Count how many lines in the items below contain the word "roof", and reply with only that number.

>> BEGIN Records shown

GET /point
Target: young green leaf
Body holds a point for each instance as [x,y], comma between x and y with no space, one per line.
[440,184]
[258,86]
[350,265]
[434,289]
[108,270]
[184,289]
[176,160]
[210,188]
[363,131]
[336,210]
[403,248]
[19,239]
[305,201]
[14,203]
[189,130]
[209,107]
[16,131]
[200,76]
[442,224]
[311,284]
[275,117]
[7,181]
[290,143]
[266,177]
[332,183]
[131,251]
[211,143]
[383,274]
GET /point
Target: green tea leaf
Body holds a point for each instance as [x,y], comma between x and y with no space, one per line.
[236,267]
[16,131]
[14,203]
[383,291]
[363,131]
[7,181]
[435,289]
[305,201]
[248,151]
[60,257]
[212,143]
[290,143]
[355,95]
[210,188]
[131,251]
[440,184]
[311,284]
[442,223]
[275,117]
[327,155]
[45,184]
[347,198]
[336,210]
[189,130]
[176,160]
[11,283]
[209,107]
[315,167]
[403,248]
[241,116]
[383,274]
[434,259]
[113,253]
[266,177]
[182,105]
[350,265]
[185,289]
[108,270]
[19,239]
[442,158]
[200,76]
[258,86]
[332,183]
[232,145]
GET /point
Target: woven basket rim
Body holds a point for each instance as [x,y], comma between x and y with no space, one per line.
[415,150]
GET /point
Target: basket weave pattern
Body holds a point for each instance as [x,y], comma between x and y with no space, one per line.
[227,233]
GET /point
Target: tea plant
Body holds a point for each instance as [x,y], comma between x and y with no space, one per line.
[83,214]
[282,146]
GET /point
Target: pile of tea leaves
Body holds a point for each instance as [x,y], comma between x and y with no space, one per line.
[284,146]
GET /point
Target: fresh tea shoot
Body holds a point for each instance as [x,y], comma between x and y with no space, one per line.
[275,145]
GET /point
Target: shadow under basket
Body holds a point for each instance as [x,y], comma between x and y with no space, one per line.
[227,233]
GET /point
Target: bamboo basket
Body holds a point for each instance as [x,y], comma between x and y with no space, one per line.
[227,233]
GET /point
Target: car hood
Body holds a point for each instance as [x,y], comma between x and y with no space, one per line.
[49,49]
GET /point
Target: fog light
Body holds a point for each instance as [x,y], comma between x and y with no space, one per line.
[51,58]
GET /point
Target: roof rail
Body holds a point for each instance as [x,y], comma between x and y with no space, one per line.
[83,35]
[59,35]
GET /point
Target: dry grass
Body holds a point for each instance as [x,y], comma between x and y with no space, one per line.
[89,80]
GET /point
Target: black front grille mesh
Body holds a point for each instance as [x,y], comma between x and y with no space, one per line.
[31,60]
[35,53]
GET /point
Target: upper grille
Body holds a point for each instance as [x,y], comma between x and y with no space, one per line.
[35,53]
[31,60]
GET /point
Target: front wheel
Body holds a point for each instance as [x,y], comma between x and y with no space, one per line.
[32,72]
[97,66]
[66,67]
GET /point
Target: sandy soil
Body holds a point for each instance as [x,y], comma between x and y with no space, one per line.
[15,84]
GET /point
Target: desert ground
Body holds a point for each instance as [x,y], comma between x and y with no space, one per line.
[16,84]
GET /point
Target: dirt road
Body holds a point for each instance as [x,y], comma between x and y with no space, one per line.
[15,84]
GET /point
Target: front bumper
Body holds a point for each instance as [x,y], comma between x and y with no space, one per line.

>> END Records shown
>> BEGIN Records shown

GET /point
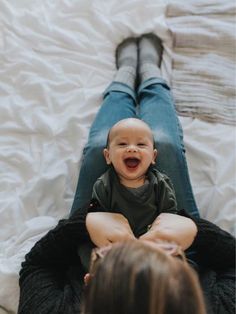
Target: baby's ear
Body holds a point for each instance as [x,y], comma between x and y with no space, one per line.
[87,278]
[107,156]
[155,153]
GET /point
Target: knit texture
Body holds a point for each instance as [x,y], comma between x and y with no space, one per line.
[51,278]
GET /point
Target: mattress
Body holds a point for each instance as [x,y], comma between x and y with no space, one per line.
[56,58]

>> END Records shown
>> BEGIN Records shown

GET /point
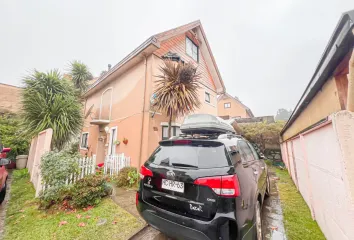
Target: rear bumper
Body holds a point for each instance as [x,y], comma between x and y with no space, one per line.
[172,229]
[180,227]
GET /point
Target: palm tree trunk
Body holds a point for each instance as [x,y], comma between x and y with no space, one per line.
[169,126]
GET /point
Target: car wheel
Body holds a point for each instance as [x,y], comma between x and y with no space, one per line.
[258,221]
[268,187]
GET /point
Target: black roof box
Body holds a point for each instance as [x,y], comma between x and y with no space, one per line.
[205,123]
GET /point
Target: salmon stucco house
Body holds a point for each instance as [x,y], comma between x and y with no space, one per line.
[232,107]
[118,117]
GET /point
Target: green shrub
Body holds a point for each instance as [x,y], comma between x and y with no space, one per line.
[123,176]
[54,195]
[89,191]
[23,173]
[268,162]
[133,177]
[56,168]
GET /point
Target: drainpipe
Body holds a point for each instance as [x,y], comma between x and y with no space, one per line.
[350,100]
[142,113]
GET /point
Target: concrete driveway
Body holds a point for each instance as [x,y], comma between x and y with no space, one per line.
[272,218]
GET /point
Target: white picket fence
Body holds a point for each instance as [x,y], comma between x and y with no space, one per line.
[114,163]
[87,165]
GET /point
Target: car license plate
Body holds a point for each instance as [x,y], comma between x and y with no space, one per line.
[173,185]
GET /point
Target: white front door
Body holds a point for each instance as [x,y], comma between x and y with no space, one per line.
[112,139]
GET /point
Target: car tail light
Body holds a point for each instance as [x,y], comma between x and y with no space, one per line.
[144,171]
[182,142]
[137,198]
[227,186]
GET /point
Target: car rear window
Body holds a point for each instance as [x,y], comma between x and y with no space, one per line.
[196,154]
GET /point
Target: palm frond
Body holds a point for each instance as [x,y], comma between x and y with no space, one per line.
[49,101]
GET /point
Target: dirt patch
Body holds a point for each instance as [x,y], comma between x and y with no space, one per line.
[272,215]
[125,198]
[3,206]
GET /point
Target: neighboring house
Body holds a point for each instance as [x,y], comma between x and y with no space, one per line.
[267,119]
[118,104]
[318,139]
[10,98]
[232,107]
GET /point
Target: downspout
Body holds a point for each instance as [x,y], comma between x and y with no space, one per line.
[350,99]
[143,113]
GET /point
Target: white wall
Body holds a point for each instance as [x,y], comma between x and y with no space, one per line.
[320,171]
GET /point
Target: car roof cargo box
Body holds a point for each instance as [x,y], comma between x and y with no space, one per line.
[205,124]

>> END Records shown

## Right answer
3